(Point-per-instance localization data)
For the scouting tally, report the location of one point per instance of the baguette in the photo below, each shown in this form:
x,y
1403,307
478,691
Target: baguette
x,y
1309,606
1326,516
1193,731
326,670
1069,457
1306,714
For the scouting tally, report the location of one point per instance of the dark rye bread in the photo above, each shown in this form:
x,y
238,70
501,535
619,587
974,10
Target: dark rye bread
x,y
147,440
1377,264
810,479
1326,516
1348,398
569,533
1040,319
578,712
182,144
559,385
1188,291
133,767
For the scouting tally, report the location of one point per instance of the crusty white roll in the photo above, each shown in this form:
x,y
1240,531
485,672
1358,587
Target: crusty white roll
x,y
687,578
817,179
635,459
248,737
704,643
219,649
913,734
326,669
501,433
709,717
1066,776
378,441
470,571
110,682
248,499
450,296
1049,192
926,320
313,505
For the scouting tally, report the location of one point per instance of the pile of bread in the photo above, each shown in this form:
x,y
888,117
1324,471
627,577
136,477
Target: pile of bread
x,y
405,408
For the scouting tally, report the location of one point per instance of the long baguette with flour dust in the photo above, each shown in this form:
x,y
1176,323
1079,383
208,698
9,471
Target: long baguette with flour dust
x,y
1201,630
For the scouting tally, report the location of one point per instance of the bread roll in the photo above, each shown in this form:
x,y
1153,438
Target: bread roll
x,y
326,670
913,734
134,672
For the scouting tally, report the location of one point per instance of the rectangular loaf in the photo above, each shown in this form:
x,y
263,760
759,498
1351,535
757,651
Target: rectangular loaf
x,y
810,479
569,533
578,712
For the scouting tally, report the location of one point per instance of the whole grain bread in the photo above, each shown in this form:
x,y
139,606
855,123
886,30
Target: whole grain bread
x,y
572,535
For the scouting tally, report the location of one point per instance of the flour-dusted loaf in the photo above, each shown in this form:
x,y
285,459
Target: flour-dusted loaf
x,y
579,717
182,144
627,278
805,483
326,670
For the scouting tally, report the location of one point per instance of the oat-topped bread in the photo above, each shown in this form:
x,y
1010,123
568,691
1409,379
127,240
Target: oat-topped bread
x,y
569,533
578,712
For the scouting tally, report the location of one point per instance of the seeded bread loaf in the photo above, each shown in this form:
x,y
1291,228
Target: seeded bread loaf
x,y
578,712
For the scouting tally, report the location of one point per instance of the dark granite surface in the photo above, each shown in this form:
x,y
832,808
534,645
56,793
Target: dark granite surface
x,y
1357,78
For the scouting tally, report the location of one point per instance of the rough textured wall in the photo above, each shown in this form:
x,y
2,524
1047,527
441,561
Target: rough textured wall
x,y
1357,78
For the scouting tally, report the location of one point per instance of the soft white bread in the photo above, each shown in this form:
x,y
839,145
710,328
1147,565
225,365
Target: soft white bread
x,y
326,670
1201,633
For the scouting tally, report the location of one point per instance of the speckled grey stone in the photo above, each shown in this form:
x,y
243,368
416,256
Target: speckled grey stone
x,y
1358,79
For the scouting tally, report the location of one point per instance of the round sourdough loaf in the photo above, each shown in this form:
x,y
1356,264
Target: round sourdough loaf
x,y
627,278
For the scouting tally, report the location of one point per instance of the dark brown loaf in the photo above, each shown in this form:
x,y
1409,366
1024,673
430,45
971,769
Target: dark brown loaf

◆ **Work order**: For this exercise, transcribe all the records exactly.

◆ **Written response**:
For the scouting tally, report the location of one point per instance of the baguette in the photo below, each shown in this form:
x,y
1403,307
478,691
Target: baguette
x,y
1309,606
1326,516
1193,731
326,670
1069,457
1306,714
For the scouting tally, report the location of one point per instance of the dark rye bread in the photo above, each shown in this form:
x,y
238,70
501,535
619,587
974,10
Target: dark rye bread
x,y
147,440
1377,264
810,479
1326,516
1348,398
569,533
1040,319
578,712
182,144
559,385
1188,291
133,767
For the scouting tally, report the location of one point per instance of the crusty white roll in the photo above, each shown in this form:
x,y
1240,531
485,672
1358,587
Target: crusty white roll
x,y
687,578
817,179
635,459
248,737
704,643
219,649
913,734
326,669
501,433
709,717
1066,776
378,441
470,571
110,682
248,499
450,296
1049,192
926,320
313,505
For the scouting tally, report the location of one point per instance of the pile of bread in the photo above, each shown in this form:
x,y
888,117
1324,471
627,577
136,477
Target: pile of bread
x,y
405,408
For the scouting tally, report the location of one point per instance of the long baguette with flour dust in the photo above, each shown in this form:
x,y
1176,323
1079,383
208,698
9,471
Target: long baguette with flour dust
x,y
1201,630
For the scouting tally, report the location of one point per instance of the bread roll in the photo above, each shown in this form:
x,y
1153,438
Target: bread roll
x,y
326,670
913,734
134,672
For the scouting tally, report the location of one point per instance of the rectangular loaf in the photo above, each shown in this form:
x,y
263,760
759,498
1351,535
757,651
Target: rectangular loaf
x,y
810,479
569,533
578,712
For the scouting tally, report the location of one point per instance of the whole grain bread in the photo above, each shown in this form:
x,y
139,606
855,123
886,30
Target: whole grain bread
x,y
572,535
For the scouting tally, report the location of one point per instance of the flour-dusted loaf in the photo above, each shown in this form:
x,y
285,459
Target: flour-dusted loaf
x,y
579,717
182,144
627,278
805,483
326,670
For the scouting tally, report the location of one point per instance of the oat-topped bread in the photo above, each shown in this form:
x,y
1010,123
568,691
1409,379
127,240
Target: oat-topped bread
x,y
569,533
578,712
For the scouting tally, report the location of one point per instance of the seeded bread loaf in the photo above, each shown in this form:
x,y
1291,228
Target: seeded bread loaf
x,y
578,712
For the scouting tally, report the location of one point per instance of the dark granite surface in the photo above, each shown in this form:
x,y
832,808
534,645
56,793
Target: dark granite surface
x,y
1357,78
For the scouting tally, report the location of one point per instance of the rough textured wall in the photo above, each shown in this form:
x,y
2,524
1047,527
441,561
Target: rough textured wall
x,y
1357,78
For the scouting tally, report the location of one point per instance of the soft white bread in the photo above, each shown in this form:
x,y
839,145
710,328
1147,565
225,365
Target: soft white bread
x,y
326,670
1201,633
For the scouting tally, report the location of one point per instance of the speckled grey stone in the photo above, each shown in this form:
x,y
243,368
416,256
Target: speckled grey stone
x,y
1358,79
For the scouting tally, report the location of one point per instance of the round sourdough loaf in the photo above, each shown in this form:
x,y
1356,264
Target: round sourdough loaf
x,y
627,278
For the scouting tally, report the location of one point per instance of the dark brown loaf in the photo above, each shown in this form:
x,y
1409,366
1024,673
430,45
971,769
Target: dark brown loaf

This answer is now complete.